*** Brano di lettura

BIOGRAFIA
Nasce a Napoli nel 1569. Poco è noto della sua giovinezza, ma sappiamo che si dedica presto alla poesia e che intorno al 1593 entra a far parte della corte di Matteo di Capua, principe di Conca, dove può ammirare l’imponente quadreria di Matteo, ricca di opere attribuite a Raffaello, Correggio, Tiziano.
In questi anni di fine secolo emergono anche i primi episodi di un carattere irregolare: viene per due volte incarcerato, prima nel 1598, poi nel 1600, per accuse che rimangono in parte misteriose. Nel 1600 riesce a fuggire a Roma, dove riesce presto a guadagnare la protezione della famiglia di Melchiorre Crescenzi, chierico di camera di Clemente VIII Aldobrandini. Si tratta di un passaggio decisivo, perché consente a Marino di entrare in relazione con l’ambiente letterario e con il mondo aristocratico, in particolar modo quello romano. Conosce cardinali, poeti, pittori, tra cui il Cavalier d’Arpino e Caravaggio.
Nel 1602 pubblica a Venezia le Rime, ottenendo uno straordinario successo, tanto che poco dopo riesce ad essere ammesso al servizio di Pietro Aldobrandini, cardinal nipote di Clemente VIII. Dopo la morte di Clemente VIII, però, la condizione diventa meno favorevole: Marino è costretto a spostarsi a Ravenna al seguito dell’Aldobrandini. Cerca presto un’altra sistemazione cortigiana e, nel 1608-1609, si avvicina al duca Carlo Emanuele I di Savoia e alla corte di Torino.

******
*** Dati da esaminare

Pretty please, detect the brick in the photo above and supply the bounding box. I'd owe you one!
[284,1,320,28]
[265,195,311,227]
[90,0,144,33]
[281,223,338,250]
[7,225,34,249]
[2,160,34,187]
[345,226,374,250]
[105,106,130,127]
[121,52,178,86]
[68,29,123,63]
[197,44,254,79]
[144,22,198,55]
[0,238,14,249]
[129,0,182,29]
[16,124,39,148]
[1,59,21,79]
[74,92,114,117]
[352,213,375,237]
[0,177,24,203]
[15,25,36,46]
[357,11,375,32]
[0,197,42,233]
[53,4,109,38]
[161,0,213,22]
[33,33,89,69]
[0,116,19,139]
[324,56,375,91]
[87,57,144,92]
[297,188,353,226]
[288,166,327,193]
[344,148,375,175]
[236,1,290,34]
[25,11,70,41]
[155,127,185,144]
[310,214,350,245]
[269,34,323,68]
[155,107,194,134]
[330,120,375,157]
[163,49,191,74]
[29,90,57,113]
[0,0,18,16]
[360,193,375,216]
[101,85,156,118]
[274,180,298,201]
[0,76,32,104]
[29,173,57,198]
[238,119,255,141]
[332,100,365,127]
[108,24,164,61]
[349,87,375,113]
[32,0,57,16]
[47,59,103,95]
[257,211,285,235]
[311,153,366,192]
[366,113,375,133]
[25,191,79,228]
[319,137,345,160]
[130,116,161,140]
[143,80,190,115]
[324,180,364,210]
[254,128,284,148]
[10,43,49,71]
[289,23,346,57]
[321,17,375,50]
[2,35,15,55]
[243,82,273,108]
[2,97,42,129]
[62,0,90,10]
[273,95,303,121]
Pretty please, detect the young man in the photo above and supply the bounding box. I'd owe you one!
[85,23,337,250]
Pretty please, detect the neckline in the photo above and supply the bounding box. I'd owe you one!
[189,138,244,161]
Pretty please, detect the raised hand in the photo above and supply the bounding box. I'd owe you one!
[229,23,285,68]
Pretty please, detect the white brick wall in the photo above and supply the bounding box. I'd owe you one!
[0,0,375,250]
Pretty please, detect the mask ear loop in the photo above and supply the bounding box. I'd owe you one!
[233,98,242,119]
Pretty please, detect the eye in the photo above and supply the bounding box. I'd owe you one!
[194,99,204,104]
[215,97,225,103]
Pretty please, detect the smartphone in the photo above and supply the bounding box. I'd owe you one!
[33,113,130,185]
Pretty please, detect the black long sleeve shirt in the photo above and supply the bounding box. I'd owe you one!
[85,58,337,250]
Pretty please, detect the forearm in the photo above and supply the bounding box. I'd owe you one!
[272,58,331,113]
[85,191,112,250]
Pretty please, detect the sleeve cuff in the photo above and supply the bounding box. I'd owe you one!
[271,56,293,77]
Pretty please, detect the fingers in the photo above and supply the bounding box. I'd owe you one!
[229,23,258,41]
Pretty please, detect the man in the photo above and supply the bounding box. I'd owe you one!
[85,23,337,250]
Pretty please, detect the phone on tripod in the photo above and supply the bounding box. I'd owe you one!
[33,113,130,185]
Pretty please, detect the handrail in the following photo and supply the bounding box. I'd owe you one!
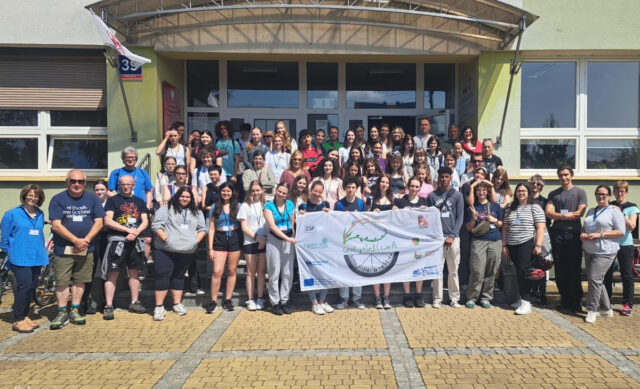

******

_Consegna_
Per ogni affermazione, stabilisci se concorda con la biografia. Rispondi sì o no e cita alla lettera le parole del testo che lo decidono.
1. Intorno al 1593 Marino entra nella corte di Matteo di Capua.
2. Marino pubblica le Rime a Roma.
3. Dopo la morte di Clemente VIII, Marino si trasferisce a Napoli.

_Risultato_
1. Sì: «intorno al 1593 entra a far parte della corte di Matteo di Capua»
2. No: «Nel 1602 pubblica a Venezia le Rime»
3. No: «Marino è costretto a spostarsi a Ravenna al seguito dell’Aldobrandini»